■ Text passage ■
###

In the long run, those who base their decisions on more precise techniques and more complete sets of information are going to make fewer mistakes, but all decisions are based on limited information and imprecise techniques. The difference between rational and irrational investing in the common lexicon is arbitrary. I conclude that irrational investing does not exist.

In essence, we have economists on the left trying to help protect those who are “irrational”. What they truly are doing is rewarding ignorance by taxing the prepared.

5 comments:

Brian Phillips said...

Knowledge is contextual. We know what we know. Omniscience is not the standard of rationality.

Rationality has only one component-- adherence to reality. But this means that we recognize what we know, as well as what we don't know. It means that we recognize that we are not omniscient and can't be.

If one evades this fact, for whatever reason, one is behaving irrationally. If one panics because the market is dropping, and does not identify why and what the long term implicatins are, one it behaving irrationally.

Certainly there are valid reasons for the market dropping. But why has the market been so volatile? Has the information been that dramatically different day to day? I certainly don't think so.

More fundamentally, if there is no such thing as irrational behavior (whether in investing or any other sphere of life), then you are saying anything goes. There is no distinction between building the Twin Towers and blowing them up. Both actions were undertaken with the knowledge available to the people undertaking them.

###

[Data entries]
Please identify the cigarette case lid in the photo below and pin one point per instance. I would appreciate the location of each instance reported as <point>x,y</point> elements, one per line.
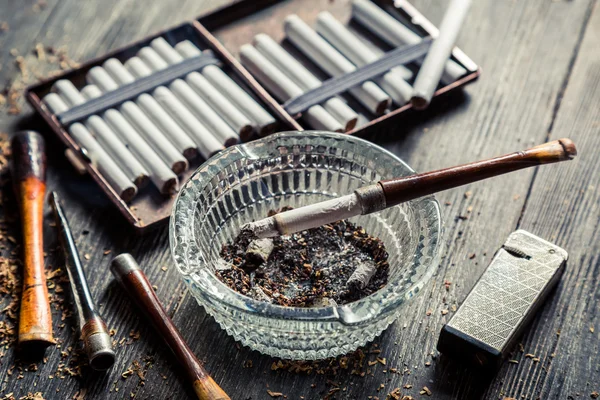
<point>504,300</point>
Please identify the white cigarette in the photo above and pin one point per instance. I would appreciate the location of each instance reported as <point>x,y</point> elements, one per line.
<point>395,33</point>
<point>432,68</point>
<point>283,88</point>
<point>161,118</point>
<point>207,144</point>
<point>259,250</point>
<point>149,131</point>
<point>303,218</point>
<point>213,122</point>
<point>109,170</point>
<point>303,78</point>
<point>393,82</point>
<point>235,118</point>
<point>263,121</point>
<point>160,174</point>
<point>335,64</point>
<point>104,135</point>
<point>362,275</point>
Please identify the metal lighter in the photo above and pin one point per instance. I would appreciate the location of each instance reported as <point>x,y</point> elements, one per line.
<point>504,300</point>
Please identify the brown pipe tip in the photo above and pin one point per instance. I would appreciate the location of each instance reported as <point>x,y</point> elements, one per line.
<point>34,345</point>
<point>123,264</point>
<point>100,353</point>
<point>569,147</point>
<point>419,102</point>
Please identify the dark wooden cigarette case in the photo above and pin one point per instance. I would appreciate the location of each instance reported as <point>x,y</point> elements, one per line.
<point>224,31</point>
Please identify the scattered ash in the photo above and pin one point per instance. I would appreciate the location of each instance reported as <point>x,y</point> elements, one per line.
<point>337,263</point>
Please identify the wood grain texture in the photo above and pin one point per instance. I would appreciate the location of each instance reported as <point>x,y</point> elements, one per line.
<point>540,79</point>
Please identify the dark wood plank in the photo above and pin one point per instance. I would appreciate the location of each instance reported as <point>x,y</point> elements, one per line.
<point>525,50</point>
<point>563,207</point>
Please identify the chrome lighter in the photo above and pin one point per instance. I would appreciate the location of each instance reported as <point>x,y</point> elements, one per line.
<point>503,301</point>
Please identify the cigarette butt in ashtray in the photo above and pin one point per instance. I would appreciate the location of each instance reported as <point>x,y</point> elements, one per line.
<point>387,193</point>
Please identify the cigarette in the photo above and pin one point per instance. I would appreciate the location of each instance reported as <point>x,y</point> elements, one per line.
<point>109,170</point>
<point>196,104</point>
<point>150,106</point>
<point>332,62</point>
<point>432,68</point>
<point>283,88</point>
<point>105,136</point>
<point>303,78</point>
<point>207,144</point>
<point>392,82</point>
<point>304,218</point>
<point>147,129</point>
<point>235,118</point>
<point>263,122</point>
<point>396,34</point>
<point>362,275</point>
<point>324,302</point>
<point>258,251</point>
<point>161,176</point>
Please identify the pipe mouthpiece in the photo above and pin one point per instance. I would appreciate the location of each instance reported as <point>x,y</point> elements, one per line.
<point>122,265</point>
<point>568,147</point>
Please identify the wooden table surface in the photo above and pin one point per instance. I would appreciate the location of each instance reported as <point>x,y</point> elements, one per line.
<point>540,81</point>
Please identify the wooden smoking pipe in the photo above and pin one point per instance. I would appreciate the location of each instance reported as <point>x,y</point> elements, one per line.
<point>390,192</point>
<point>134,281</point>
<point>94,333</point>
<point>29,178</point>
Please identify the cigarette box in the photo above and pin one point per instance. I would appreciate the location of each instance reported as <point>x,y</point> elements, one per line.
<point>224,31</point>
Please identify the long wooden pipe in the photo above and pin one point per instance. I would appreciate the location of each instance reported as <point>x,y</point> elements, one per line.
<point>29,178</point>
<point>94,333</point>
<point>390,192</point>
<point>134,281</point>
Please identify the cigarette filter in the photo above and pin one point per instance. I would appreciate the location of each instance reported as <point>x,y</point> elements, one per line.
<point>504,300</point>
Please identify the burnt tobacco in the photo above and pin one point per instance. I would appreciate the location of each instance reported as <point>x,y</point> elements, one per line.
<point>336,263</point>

###

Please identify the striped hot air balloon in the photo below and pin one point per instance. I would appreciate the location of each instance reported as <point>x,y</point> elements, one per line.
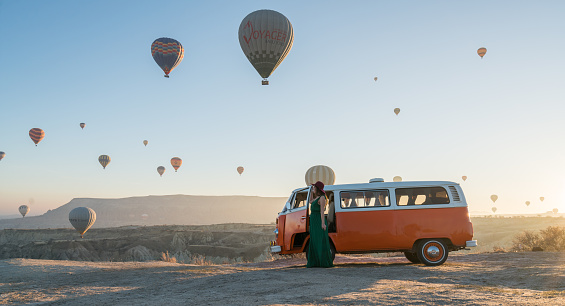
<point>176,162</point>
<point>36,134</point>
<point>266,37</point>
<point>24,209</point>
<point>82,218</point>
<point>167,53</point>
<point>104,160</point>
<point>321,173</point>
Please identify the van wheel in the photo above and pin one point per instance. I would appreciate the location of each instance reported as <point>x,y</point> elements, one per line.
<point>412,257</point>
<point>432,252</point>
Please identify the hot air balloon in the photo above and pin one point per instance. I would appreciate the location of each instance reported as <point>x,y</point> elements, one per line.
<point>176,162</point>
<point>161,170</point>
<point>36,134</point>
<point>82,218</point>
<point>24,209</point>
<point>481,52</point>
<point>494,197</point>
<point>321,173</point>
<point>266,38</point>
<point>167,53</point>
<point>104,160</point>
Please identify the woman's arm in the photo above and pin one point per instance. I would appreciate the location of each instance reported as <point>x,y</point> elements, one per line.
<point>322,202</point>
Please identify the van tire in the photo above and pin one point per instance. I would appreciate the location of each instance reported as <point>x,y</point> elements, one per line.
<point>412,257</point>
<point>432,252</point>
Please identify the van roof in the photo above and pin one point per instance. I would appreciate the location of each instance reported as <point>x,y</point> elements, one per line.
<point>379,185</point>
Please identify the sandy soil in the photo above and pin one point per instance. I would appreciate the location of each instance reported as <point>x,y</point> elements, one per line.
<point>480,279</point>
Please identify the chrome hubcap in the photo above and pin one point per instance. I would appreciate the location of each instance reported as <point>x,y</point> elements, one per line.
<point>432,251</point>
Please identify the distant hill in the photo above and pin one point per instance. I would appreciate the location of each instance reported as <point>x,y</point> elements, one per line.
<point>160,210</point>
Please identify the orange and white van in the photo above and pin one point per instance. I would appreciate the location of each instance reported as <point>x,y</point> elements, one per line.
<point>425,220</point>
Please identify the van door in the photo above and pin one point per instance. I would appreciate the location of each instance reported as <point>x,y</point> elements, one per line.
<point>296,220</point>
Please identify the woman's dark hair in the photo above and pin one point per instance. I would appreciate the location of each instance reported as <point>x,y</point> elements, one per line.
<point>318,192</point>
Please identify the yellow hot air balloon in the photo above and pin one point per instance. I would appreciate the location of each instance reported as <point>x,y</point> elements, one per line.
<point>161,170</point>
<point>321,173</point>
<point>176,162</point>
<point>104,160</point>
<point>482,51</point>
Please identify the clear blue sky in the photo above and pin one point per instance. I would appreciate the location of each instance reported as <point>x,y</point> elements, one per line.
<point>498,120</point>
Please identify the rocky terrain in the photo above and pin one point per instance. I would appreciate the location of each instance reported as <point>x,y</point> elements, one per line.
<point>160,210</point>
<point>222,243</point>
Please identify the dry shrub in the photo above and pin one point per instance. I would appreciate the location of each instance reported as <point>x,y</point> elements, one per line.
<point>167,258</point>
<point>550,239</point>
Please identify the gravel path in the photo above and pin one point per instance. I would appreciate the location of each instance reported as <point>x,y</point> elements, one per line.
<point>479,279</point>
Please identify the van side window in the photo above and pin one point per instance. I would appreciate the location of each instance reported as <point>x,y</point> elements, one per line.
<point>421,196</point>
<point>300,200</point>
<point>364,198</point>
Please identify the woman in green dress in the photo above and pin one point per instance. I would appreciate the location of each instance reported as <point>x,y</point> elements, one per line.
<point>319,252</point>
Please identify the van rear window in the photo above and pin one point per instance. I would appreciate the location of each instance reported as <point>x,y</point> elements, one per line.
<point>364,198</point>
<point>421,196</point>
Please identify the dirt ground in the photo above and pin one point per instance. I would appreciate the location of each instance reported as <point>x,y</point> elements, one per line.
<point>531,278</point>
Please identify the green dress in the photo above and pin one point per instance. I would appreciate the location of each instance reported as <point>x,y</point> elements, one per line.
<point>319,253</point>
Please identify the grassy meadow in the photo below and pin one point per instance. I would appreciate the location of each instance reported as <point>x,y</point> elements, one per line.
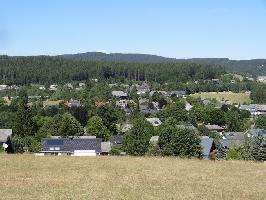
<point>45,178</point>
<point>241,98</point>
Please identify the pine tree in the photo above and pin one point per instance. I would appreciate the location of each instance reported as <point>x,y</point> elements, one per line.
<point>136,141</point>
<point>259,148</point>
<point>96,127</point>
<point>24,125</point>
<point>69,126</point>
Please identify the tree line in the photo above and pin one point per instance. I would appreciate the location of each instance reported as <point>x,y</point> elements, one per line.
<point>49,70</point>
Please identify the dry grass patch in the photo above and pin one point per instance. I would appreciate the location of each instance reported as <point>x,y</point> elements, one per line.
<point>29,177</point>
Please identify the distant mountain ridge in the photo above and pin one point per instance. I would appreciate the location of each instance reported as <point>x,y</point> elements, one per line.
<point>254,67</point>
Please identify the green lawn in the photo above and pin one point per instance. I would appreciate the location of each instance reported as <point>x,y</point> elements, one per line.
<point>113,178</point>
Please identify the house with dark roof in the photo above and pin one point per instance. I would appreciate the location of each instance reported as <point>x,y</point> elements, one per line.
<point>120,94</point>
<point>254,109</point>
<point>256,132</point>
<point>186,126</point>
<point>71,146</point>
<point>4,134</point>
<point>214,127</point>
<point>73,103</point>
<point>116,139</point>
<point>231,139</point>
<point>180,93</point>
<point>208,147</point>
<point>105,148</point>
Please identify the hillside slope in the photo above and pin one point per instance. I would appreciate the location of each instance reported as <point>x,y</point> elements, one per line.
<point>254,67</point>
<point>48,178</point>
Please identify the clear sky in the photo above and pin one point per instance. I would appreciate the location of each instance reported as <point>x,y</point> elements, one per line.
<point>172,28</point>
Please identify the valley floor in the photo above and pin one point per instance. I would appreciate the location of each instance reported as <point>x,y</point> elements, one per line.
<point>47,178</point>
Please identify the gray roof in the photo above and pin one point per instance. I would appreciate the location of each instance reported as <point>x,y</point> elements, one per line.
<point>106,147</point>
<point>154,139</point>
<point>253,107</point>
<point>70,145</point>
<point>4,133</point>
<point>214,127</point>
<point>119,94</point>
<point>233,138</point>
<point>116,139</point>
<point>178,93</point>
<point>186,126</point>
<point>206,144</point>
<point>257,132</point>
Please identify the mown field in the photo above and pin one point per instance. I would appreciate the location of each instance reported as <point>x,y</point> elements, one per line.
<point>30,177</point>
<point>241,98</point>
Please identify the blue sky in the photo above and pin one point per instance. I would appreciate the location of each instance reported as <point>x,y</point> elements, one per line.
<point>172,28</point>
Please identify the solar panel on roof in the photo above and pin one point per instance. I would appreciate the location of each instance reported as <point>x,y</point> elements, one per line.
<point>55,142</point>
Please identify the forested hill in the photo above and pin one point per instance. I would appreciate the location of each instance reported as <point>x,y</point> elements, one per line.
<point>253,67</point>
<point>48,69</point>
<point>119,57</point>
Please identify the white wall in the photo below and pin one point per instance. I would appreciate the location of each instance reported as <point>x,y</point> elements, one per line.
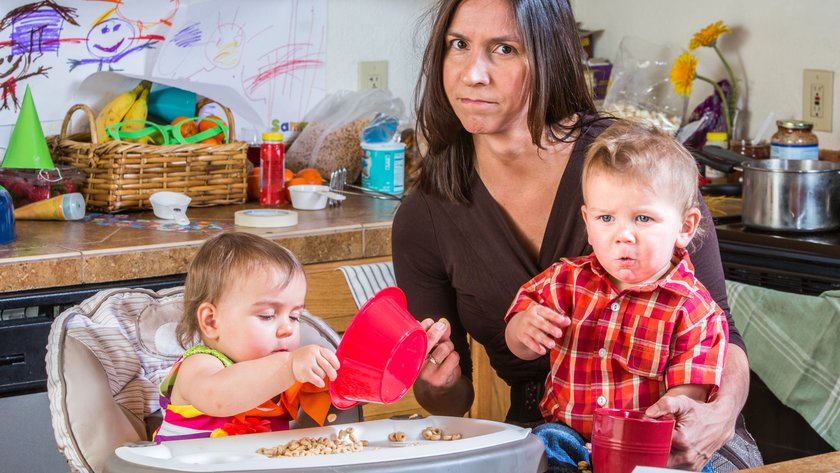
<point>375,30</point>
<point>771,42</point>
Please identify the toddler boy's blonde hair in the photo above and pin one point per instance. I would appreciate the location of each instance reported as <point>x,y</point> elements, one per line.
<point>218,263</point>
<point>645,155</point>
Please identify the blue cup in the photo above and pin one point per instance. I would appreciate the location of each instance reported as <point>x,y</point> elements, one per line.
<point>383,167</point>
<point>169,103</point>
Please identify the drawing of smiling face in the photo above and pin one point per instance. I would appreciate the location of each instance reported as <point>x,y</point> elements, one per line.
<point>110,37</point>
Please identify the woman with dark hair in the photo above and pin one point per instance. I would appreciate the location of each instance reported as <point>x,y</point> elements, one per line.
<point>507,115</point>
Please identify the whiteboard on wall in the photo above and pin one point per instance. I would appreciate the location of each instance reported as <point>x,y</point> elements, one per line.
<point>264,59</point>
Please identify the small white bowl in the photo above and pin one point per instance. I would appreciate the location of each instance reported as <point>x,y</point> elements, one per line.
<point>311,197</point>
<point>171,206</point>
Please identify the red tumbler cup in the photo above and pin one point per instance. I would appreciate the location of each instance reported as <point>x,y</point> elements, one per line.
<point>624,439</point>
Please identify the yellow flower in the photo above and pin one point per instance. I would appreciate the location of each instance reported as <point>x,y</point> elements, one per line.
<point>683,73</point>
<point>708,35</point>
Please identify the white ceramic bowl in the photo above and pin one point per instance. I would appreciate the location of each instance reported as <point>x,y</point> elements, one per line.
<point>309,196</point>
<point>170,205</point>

###

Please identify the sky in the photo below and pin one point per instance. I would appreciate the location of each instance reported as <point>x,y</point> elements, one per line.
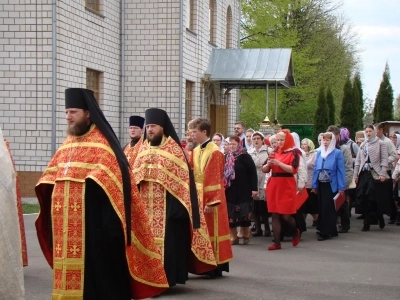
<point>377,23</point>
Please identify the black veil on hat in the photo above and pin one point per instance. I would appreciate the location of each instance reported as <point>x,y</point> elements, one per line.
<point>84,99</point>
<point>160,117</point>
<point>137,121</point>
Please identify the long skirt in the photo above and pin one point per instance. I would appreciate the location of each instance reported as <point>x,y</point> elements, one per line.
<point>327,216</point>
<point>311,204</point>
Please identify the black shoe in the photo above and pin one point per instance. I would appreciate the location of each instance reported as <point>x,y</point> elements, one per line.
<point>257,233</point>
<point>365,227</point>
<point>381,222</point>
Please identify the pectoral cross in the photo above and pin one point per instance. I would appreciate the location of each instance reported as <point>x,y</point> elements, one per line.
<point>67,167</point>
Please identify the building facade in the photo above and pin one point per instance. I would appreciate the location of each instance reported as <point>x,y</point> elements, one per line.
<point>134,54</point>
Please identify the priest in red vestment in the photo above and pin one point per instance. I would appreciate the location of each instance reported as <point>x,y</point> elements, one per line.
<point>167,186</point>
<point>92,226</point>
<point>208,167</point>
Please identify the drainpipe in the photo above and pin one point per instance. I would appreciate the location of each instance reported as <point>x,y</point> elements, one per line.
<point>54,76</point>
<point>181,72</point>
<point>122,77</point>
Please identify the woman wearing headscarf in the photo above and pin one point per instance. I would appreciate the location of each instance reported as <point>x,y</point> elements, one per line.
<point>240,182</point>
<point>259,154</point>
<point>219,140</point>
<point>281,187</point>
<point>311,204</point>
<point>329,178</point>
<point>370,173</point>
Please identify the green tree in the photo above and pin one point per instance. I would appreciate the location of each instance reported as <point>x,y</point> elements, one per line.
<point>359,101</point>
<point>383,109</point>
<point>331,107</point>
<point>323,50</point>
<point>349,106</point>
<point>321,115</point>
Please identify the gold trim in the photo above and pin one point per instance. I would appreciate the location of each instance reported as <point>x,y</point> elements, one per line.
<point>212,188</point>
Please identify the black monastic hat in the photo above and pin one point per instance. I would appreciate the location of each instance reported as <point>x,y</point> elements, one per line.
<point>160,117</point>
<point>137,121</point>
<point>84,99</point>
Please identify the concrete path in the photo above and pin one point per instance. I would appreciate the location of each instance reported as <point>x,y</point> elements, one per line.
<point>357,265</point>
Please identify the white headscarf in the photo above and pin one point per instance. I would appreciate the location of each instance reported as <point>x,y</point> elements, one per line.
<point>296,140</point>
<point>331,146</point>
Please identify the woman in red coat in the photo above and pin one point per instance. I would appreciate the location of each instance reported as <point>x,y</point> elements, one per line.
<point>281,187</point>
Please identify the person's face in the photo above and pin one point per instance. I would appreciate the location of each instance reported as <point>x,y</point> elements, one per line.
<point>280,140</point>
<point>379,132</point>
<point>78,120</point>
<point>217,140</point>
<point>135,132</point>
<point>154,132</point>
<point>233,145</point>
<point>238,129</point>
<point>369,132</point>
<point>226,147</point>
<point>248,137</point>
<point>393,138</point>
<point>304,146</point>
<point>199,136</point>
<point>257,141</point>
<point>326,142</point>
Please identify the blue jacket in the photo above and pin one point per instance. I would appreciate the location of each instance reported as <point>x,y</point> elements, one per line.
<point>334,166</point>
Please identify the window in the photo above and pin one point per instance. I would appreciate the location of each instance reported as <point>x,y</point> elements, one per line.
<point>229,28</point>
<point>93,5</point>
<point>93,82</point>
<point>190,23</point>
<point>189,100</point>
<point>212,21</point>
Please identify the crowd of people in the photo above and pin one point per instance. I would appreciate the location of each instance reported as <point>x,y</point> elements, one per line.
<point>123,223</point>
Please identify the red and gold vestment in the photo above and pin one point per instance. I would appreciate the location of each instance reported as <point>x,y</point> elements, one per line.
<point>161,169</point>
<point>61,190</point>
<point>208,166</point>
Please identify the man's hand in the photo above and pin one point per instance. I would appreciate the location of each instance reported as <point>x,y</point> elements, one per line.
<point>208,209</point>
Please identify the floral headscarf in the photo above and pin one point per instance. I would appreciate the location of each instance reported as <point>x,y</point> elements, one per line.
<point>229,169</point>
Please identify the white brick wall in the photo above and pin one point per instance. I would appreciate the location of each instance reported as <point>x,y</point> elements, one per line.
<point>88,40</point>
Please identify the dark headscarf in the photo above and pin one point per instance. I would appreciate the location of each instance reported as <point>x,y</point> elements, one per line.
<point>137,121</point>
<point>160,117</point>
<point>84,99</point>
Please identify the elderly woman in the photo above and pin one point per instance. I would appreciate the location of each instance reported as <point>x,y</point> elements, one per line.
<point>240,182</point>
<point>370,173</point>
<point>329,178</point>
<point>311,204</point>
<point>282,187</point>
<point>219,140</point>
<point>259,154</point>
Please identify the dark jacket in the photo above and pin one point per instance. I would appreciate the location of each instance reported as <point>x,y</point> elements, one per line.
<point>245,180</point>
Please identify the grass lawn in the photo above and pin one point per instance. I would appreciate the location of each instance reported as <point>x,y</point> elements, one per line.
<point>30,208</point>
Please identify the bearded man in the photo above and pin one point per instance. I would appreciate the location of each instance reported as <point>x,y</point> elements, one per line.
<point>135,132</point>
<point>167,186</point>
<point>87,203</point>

###

■ Exercise 1 ■
Return the part of the investing passage from "Brian Phillips said..." to "it behaving irrationally.", copied word for word.
■ Exercise 2 ■
Resume the investing passage from the point where it stops.

■ Answer section 1 ■
Brian Phillips said...

Knowledge is contextual. We know what we know. Omniscience is not the standard of rationality.

Rationality has only one component-- adherence to reality. But this means that we recognize what we know, as well as what we don't know. It means that we recognize that we are not omniscient and can't be.

If one evades this fact, for whatever reason, one is behaving irrationally. If one panics because the market is dropping, and does not identify why and what the long term implicatins are, one it behaving irrationally.

■ Answer section 2 ■
Brian Shelley said...

Ludwig Von Mises - Human Action - Chapter 4

Thought you would appreciate the thoughts of a good friend of Rand.

"Human action is necessarily always rational. The term rational action is therefore pleonastic and must be rejected as such. When applied to the ultimate ends of action, the terms rational and irrational are inappropriate and meaningless. The ultimate end of action is always the satisfation of some desires of the acting man. Since nobody is in a position to substitute his own value judgements for those of the acting individual, it is vain to pass judgment on other people's aims and volitions. No man is qualified to declare what would make another man happier or less discontented."

Brian Shelley said...

The reason I have a strong dislike for what I consider the gross over use of the term irrational are similar to Mises' complaints about polylogism. Those on the Left constantly claim it exists so that they can assume the control they desire. It is in their hubris that they conceive that their thoughts are somehow above the irrationality of the rabble, which justifies their accumulation of power and their need to be in control.

Brian Phillips said...

I am not sure that Rand and Mises were good friends. Regardless, she disagreed with his views on epistemology, and your quote is a good example why.

Mises position is essentially that of the Left—we cannot judge others. He is claiming that since all actions have some goal, then those actions are inherently rational. This is a complete dismissal of the meaning of rationality.

Rationality is the devotion to reason as one’s guide to thinking. A person who consults tea leaves, or follows whatever idea pops into his head without giving that idea any consideration, is certainly not rational.

Back to Mises: If we can’t pass judgement, then the actions of terrorists are no different from those of our soldiers. After all, the terrorists have a goal—our extinction. To proclaim one evil and one good is a value judgment.

Brian Shelley said...

I'll agree that Mises' perspective is rather clinical and amoral. None the less, any moral system someone subscribes to should be based on facts. If I can not conceive of a irrational thought, I can't project that pejorative on others.

I think our main difference lies in the time span we're referencing. I am looking at individual decisions, and you are looking at a lifetime pattern of behavior.